EXERCISE MATERIALS:
****************************************

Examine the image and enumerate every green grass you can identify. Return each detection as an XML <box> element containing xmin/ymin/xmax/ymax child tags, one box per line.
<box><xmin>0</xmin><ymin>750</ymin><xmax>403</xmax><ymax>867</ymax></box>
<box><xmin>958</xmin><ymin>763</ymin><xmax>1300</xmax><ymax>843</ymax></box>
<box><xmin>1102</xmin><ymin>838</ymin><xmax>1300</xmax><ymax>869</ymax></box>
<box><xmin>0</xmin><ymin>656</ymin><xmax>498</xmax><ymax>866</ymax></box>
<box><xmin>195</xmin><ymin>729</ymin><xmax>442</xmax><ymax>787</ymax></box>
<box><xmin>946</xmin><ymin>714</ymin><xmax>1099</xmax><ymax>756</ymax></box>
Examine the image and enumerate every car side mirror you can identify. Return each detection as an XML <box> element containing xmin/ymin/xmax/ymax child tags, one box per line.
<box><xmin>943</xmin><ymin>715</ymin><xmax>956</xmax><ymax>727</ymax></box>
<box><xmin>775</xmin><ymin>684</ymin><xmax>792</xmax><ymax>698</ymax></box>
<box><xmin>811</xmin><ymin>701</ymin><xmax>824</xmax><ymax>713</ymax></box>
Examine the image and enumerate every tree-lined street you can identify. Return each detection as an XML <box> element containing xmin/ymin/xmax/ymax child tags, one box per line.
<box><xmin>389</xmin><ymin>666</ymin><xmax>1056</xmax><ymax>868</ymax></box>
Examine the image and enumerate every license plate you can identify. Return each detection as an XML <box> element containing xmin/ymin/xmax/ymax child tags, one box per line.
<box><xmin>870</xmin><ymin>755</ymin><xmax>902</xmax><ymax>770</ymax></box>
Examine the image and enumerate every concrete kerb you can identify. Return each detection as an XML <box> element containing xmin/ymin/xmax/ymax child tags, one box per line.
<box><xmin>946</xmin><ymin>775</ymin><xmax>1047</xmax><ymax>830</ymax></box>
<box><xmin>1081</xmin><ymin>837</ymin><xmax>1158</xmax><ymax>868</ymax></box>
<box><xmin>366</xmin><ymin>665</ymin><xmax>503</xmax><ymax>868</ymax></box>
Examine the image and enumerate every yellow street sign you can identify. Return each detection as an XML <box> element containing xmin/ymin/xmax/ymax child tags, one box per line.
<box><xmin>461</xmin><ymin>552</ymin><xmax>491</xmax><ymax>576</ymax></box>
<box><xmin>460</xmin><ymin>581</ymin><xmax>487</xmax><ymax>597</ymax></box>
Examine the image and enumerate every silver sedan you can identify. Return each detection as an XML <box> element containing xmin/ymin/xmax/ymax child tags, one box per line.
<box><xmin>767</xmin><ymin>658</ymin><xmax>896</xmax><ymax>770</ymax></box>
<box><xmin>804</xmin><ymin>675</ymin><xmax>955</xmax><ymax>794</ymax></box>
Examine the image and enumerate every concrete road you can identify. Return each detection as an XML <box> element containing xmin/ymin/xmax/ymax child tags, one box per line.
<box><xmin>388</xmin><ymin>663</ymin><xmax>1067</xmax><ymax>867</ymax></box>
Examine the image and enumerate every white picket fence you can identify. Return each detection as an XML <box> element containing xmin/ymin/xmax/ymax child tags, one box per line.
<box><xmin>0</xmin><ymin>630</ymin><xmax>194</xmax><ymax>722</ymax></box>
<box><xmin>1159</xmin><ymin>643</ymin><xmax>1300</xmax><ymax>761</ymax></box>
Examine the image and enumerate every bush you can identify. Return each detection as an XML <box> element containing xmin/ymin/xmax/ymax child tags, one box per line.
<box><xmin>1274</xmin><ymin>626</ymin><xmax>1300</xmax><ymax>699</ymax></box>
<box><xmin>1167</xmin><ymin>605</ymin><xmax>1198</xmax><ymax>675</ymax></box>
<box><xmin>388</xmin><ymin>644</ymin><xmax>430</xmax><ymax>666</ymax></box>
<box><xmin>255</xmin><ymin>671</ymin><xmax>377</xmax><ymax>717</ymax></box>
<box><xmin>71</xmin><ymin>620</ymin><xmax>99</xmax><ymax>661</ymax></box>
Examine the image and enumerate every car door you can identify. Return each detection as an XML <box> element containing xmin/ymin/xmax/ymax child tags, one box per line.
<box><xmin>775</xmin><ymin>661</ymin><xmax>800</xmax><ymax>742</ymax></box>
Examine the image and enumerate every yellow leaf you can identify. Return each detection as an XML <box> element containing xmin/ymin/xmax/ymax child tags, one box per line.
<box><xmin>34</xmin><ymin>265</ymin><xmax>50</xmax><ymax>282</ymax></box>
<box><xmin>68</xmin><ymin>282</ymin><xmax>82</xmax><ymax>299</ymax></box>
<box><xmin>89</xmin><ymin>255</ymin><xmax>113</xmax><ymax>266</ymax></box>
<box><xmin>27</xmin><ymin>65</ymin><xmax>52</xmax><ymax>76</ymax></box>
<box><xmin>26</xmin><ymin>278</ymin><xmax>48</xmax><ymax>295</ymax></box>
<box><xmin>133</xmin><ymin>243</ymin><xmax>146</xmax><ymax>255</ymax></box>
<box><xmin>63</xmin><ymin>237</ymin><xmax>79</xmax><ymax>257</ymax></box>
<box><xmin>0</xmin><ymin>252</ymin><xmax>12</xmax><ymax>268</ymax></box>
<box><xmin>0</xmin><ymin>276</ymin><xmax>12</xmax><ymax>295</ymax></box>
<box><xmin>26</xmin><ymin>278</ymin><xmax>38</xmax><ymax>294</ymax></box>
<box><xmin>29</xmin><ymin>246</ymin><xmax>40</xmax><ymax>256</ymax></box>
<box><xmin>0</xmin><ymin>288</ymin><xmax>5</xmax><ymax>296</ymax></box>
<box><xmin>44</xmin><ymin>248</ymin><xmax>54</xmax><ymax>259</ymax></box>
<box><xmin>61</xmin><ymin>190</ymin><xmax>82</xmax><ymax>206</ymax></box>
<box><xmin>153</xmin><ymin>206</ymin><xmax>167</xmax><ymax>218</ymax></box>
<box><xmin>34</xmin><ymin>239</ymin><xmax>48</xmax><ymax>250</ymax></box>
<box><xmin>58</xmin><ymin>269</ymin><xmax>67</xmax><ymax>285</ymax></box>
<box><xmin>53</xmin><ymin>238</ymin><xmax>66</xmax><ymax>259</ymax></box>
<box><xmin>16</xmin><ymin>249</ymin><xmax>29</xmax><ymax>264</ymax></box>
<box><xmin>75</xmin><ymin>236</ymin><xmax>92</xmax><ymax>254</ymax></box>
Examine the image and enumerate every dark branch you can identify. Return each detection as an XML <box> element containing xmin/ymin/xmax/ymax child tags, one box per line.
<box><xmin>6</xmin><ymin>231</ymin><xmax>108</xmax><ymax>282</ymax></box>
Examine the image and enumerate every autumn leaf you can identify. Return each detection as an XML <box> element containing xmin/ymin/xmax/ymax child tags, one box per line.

****************************************

Could you write out, exactly, each line of the data above from the one containing "Examine the image and enumerate every dark" through the last, including both?

Examine the image and enumerate every dark branch you can identify. Return each detection as an XML <box> element containing xmin/ymin/xmax/ymax child tags, one box per line.
<box><xmin>6</xmin><ymin>231</ymin><xmax>108</xmax><ymax>282</ymax></box>
Examine the image and enumerate every autumn leaf you can identify. Return each detection as an XML <box> element containing xmin/ymin/xmax/ymax child tags, one box per line.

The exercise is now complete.